▶ [Records excerpted from a collection]:
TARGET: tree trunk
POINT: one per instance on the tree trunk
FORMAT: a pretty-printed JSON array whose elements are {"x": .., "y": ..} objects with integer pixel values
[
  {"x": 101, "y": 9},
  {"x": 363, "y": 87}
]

▶ [Task to carry out]: From the first line to the last, retype the records exactly as they stand above.

▶ [Response to this exercise]:
TARGET: tree trunk
POINT: one per instance on the tree trunk
FORMAT: a pretty-printed JSON array whose elements are {"x": .., "y": ..} objects with integer pixel values
[
  {"x": 101, "y": 9},
  {"x": 363, "y": 87}
]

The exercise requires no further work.